▸ **What to do**
Starting at the line below that contains "point(343, 437)", print each line through the end of the records exactly as it appears.

▸ **Records supplied**
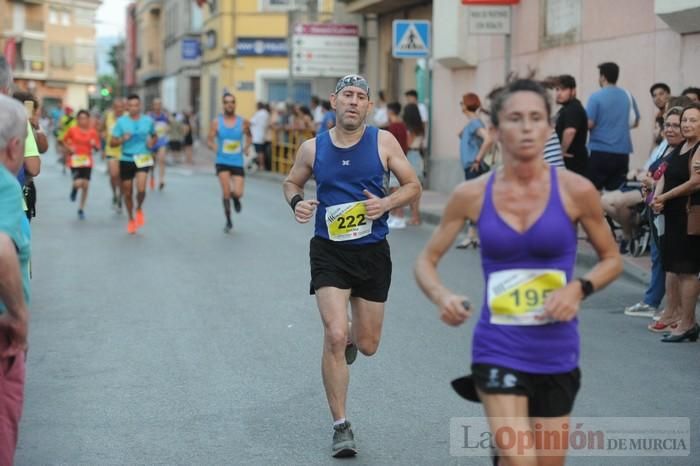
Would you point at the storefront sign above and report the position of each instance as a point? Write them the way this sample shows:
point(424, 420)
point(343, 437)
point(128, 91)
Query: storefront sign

▸ **Answer box**
point(343, 437)
point(128, 91)
Query: storefront sign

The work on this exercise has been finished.